→ WHAT THE TASK ASKS: Leaving the pictures aside, repeat the entries exactly.

→ Point localization data:
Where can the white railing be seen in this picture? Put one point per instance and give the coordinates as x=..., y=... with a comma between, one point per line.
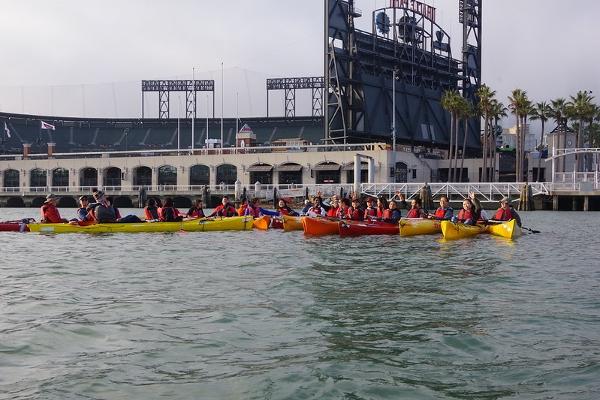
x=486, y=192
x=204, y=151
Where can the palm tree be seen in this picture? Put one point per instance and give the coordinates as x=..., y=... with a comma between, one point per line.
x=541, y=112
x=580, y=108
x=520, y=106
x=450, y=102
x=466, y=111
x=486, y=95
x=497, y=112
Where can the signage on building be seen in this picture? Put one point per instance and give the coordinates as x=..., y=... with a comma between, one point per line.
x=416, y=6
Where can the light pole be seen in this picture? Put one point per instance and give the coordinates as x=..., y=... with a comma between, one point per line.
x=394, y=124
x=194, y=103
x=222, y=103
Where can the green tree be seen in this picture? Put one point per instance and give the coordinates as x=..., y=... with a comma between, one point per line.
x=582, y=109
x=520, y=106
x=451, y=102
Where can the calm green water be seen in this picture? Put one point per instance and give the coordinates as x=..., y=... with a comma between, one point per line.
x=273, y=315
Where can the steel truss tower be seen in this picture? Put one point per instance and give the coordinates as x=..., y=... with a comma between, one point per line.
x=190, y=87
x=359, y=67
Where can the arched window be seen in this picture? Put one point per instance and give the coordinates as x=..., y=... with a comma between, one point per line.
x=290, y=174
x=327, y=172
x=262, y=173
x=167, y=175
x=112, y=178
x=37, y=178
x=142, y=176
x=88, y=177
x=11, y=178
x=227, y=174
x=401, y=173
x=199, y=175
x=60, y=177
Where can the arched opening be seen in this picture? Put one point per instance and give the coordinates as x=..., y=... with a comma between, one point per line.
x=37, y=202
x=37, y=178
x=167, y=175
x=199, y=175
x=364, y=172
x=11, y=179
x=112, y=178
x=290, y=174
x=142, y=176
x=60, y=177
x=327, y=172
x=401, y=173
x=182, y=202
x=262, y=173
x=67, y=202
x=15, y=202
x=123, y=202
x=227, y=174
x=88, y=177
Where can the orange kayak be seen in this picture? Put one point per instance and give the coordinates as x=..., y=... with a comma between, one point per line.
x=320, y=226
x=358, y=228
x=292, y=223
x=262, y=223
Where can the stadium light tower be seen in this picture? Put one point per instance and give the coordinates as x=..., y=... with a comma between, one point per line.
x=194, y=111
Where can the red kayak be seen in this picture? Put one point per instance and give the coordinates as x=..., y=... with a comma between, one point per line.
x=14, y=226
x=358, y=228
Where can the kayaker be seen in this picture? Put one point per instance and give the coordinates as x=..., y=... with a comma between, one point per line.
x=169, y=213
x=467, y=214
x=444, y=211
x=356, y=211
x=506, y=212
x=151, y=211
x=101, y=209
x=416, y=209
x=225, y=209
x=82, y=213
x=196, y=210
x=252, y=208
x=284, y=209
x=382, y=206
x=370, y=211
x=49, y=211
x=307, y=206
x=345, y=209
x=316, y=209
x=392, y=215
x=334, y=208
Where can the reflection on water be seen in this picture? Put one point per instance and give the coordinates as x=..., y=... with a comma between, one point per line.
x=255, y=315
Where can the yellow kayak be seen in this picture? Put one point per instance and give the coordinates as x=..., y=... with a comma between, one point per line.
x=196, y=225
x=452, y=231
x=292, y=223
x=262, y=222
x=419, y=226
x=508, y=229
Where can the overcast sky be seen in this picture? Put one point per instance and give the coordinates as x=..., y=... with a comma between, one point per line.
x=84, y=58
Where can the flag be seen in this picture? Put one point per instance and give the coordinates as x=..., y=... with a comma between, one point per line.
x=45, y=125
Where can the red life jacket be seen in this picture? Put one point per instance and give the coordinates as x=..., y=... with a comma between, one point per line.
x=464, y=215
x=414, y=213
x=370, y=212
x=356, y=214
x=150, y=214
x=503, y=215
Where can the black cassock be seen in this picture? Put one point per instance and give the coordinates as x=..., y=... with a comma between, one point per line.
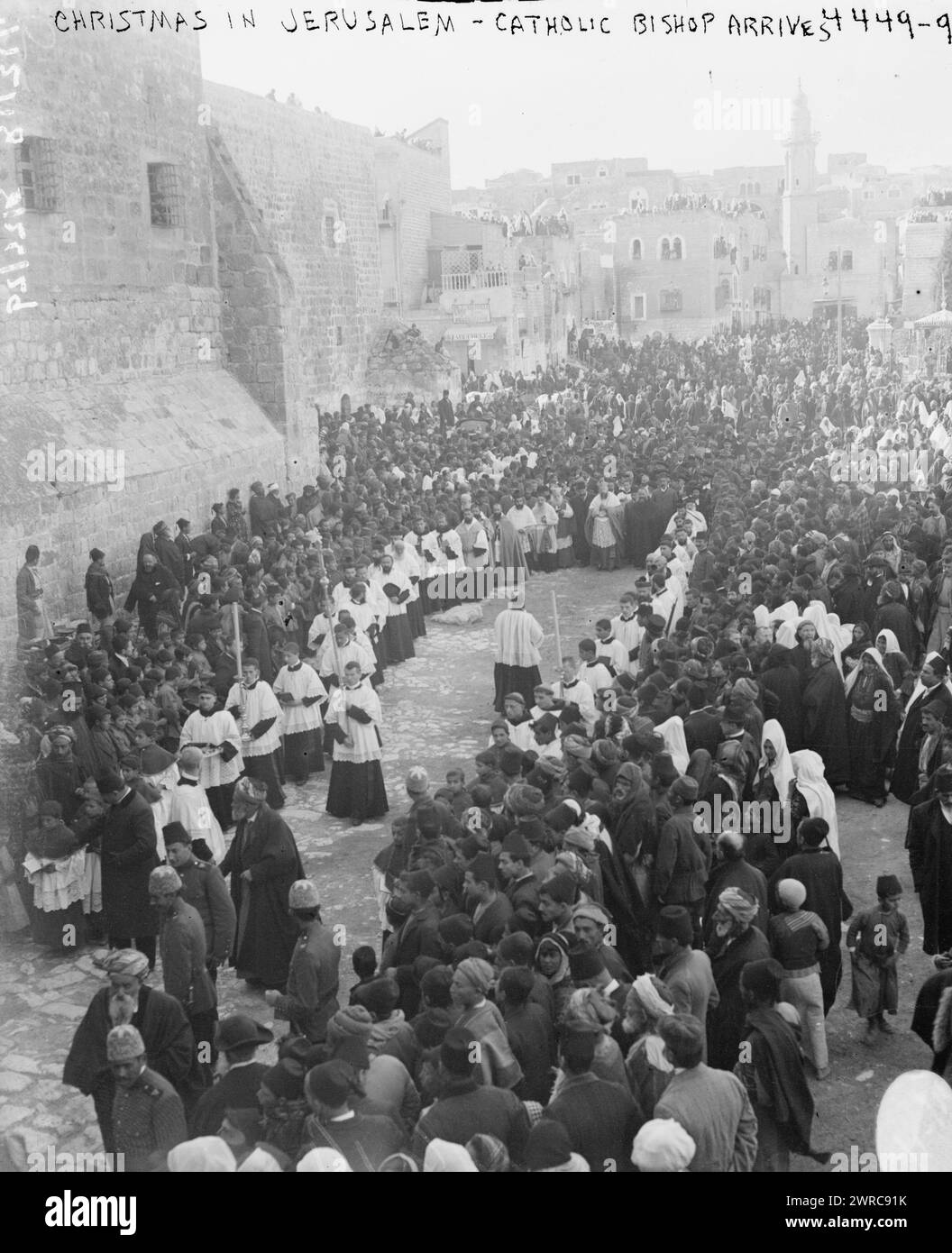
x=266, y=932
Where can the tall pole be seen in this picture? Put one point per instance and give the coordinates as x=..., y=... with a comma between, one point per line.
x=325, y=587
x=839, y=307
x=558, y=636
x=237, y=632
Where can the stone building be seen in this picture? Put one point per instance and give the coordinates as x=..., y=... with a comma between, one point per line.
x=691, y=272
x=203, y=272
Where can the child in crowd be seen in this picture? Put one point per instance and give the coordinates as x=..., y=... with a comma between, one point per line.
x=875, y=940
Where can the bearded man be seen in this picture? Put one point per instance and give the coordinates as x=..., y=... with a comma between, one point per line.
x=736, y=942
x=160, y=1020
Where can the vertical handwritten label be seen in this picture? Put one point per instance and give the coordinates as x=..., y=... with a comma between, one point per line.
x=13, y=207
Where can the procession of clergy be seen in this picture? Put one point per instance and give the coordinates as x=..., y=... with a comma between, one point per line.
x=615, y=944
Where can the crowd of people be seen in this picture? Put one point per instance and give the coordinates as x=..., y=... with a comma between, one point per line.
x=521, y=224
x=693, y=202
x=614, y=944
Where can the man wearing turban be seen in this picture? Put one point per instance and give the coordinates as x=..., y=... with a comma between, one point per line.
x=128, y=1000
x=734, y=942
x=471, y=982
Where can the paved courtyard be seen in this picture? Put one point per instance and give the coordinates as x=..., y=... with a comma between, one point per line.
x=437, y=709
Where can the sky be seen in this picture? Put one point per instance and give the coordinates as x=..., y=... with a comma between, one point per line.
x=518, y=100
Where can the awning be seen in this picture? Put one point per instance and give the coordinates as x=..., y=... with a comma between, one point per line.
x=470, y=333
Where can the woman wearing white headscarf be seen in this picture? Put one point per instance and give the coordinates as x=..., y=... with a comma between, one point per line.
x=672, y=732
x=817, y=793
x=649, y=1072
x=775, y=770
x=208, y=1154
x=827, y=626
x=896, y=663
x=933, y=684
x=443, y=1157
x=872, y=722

→ EXERCISE OUTPUT:
Where can the white railing be seen in this picture? Put one point per instance and give the coordinates as x=..., y=... with a comma between, one point per line.
x=486, y=192
x=204, y=151
Where can the palm tree be seen in this picture? Put one point per instance and give the coordinates as x=..., y=... with a comma between, one point per line.
x=541, y=112
x=580, y=108
x=520, y=106
x=450, y=102
x=466, y=111
x=486, y=95
x=497, y=112
Where can the signage on building be seen in this picture? Put one point per instance and give the coordinates as x=..., y=... with a comma between, one point per line.
x=416, y=6
Where can the light pole be seen in this picture? Put one point per instance and give the coordinates as x=..., y=... with a comma between, one point per line.
x=394, y=124
x=194, y=103
x=222, y=103
Where can the green tree be seen in this picture? Put one point per instance and give the coordinates as x=..., y=... with a comma between, one point per line.
x=582, y=109
x=520, y=106
x=451, y=102
Where can the calm green water be seen in this picture? Put one point per instance and give the coordinates as x=..., y=... with a comma between, one point per line.
x=273, y=315
Where can the steel truss tower be seen in this picture? Put one point per instance and give the coordinates as x=..., y=... with a comma between, one point per line.
x=190, y=87
x=359, y=67
Where can the arched window be seen in this picture? Put one point per instance and give the coordinates as x=..., y=... with a comma between, one point per line.
x=290, y=174
x=327, y=172
x=262, y=173
x=167, y=175
x=112, y=178
x=37, y=178
x=142, y=176
x=88, y=177
x=11, y=178
x=227, y=174
x=401, y=173
x=199, y=175
x=60, y=177
Where can the arched opening be seen in this picture? Put one point per instance and give the coordinates as x=..., y=... with a comma between, one point per line.
x=37, y=202
x=37, y=178
x=167, y=175
x=199, y=175
x=364, y=172
x=11, y=179
x=112, y=178
x=290, y=174
x=142, y=176
x=60, y=177
x=327, y=172
x=401, y=173
x=182, y=202
x=262, y=173
x=67, y=202
x=15, y=202
x=123, y=202
x=227, y=174
x=88, y=177
Where can the orange kayak be seen in this picture? Put one point per instance and give the coordinates as x=..., y=... with a comma between, one point per line.
x=320, y=226
x=358, y=228
x=292, y=223
x=262, y=223
Where can the stadium light tower be seen in this picture? Put one point per instance and give the coordinates as x=..., y=... with a comma between, one point per line.
x=194, y=111
Where can the red kayak be seen in this picture? Put one point per instance and give the coordinates as x=..., y=... with a comma between, one point per line.
x=14, y=226
x=358, y=228
Where can the kayaker be seen in this picture? Put one point per instance and give the coordinates as x=..., y=... with a comma between, one point per line.
x=169, y=213
x=467, y=214
x=444, y=211
x=356, y=211
x=506, y=212
x=151, y=211
x=101, y=209
x=416, y=209
x=225, y=209
x=82, y=213
x=196, y=210
x=252, y=208
x=284, y=209
x=382, y=206
x=370, y=211
x=49, y=211
x=307, y=206
x=345, y=209
x=316, y=209
x=392, y=215
x=334, y=208
Where can the reflection on water be seen in this picture? Put one point per instance and give the coordinates as x=..., y=... with a comma between, one point per line.
x=255, y=315
Where can the yellow kayak be seen in this picture? Put one point per instance and give the coordinates as x=..., y=... with a comma between, one point per line.
x=196, y=225
x=452, y=231
x=292, y=223
x=262, y=222
x=419, y=226
x=508, y=229
Where can the overcast sky be seen in this picture? Put one point per instance and give the coordinates as x=..., y=... with a comma between, one point per line.
x=84, y=58
Where can the flag be seen in this picture? Put one point per instance and give the coordinates as x=..., y=... with a comma between, one point per line.
x=45, y=125
Where can the red life jacket be seen in this picture? Put one point per instance and give the coordinates as x=..., y=... with a comma between, one point per line.
x=464, y=215
x=414, y=213
x=370, y=212
x=356, y=214
x=150, y=214
x=503, y=215
Where can the black cassock be seen in this picture? Put one point per instance and give the coordinates as x=..., y=... with a comma between, one point per line.
x=266, y=932
Where can the tall pole be seen in this picture? Put one point per instance and give the coordinates as x=..., y=... with a comma between, one point per line.
x=325, y=587
x=839, y=307
x=558, y=636
x=237, y=632
Where can the stone building be seen in this picture? Put one point per instance and give the coordinates as x=..., y=... with a comma between, one point per line.
x=691, y=272
x=203, y=272
Where can the child in crowd be seen in this picture? Put one point per instance and give the coordinates as x=..., y=... with a comma between, one point per line.
x=875, y=940
Where can the bearded man be seen in this picture? Put one point per instance and give the coordinates as x=..., y=... with a comma between, one point per line.
x=736, y=942
x=160, y=1020
Where can the vertical handwritten label be seen in this picture? Put one point per instance and give the coordinates as x=..., y=... with a comma between, one point per line.
x=13, y=207
Where can the procession of clergy be seen in this picture? Put one point per instance and give the coordinates as x=..., y=... with a comma between, one point per line.
x=615, y=944
Where can the crowd of people be seen in this picture? Put one point per instance and give the coordinates as x=..., y=... with a comma between, one point per line.
x=521, y=224
x=693, y=202
x=614, y=944
Where can the man wearing turban be seen in this picture? Put one point per instance and give the coordinates as x=..., y=... with a comma between, one point per line.
x=128, y=1000
x=734, y=942
x=471, y=982
Where can the paved courtyard be seen in this picture? Put one point per instance and give the coordinates as x=..., y=... with a comma between, one point per line.
x=437, y=709
Where can the sky be seen in this picture? Put one point per instance and give the coordinates as x=..., y=... with a comma between, one point per line.
x=518, y=100
Where can the awning be seen in this picture? Put one point per instance and give the coordinates as x=..., y=... with a comma between, one point per line.
x=470, y=333
Where can the woman wearing white headscarf be seen in this picture? Put one point per instance and give the coordinates as x=..., y=... with a comma between, one point per line.
x=672, y=732
x=817, y=793
x=649, y=1072
x=775, y=770
x=208, y=1154
x=827, y=626
x=896, y=663
x=933, y=684
x=443, y=1157
x=872, y=722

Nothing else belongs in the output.